The problem: Rewrite everything from the line containing "Could you identify the chimney" down to the end of the data, replacing "brick wall" with "stone wall" and keeping the rest unchanged.

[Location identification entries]

[start]

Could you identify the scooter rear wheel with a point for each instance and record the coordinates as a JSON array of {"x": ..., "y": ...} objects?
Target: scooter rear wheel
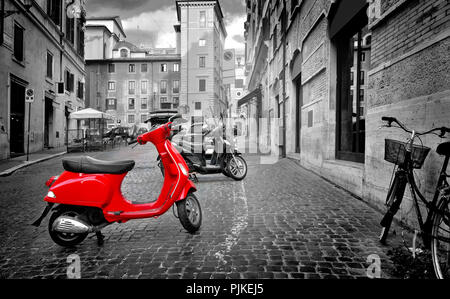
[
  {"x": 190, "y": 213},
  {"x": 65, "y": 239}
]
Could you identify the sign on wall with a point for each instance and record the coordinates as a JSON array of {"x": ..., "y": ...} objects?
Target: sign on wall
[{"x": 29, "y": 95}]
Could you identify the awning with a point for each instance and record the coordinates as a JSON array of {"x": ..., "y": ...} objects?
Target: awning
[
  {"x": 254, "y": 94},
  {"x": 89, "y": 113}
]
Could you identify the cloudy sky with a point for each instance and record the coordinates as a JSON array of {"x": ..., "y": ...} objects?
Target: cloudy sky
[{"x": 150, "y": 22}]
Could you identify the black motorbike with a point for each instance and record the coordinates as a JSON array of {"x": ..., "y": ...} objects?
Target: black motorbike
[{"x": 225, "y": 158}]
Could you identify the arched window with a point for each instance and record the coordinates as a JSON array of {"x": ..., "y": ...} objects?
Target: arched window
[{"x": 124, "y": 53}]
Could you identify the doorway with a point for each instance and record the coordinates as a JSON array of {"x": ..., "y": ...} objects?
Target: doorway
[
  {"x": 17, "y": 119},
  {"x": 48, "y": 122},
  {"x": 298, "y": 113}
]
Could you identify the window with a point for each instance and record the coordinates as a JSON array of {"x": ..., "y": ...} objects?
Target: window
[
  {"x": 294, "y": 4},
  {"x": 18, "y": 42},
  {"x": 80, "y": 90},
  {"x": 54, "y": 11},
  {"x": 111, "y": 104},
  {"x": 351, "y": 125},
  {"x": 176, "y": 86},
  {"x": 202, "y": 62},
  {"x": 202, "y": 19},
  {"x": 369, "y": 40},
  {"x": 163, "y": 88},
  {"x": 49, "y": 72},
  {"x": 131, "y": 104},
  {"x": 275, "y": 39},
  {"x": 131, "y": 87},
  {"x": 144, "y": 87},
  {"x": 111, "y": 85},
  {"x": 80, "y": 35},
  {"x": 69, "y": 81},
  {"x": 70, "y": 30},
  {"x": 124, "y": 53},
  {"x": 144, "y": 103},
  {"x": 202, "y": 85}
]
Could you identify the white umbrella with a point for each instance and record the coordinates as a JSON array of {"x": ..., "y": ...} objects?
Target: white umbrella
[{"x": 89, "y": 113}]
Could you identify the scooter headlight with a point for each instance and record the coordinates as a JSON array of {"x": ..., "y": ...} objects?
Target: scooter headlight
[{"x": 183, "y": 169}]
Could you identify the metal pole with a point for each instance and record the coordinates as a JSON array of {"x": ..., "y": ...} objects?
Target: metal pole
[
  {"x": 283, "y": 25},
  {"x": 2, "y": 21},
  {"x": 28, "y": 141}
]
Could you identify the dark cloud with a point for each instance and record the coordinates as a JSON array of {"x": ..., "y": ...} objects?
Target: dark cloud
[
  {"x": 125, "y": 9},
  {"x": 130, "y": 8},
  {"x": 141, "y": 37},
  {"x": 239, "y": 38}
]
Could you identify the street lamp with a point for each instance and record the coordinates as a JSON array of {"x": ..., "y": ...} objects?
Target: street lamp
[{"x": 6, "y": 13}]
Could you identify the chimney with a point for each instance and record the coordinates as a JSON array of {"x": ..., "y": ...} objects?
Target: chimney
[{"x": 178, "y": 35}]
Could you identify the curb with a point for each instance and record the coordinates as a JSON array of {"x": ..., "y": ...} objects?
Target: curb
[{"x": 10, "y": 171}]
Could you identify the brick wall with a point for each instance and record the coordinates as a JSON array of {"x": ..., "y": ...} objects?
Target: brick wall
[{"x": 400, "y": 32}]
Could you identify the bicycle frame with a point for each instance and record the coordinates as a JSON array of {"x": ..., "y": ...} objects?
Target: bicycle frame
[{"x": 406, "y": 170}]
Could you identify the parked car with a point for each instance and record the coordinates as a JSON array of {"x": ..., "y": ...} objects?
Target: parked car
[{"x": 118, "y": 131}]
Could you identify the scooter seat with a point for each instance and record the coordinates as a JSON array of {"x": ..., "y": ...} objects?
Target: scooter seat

[end]

Expected answer:
Could you identify the chimney with a point for each instance and record the coordinates as a JSON array of {"x": ..., "y": ...} objects?
Target: chimney
[{"x": 178, "y": 35}]
Could you identify the curb with a point for each instance and record the coordinates as a JSON array of {"x": ..., "y": ...} objects?
Target: curb
[{"x": 10, "y": 171}]
Could you identify the stone wall with a point for each instance and record the coordinates as a JSON array of {"x": ..., "y": ...} objects?
Target: stone wall
[{"x": 400, "y": 32}]
Could you identify the bicycle frame with a point for each instance and record the coordinates as a JSON array of {"x": ..., "y": ...} objects?
Target: bicycle frame
[{"x": 406, "y": 170}]
Could you identify the parked car with a point for each instance and record the coordinates as a JSON array of {"x": ..., "y": ...} objects?
Target: parked car
[{"x": 118, "y": 131}]
Could you identify the scooter seat with a point for each instance and record the coordinates as a JSON array of {"x": ..., "y": ...} objects?
Target: scooter seat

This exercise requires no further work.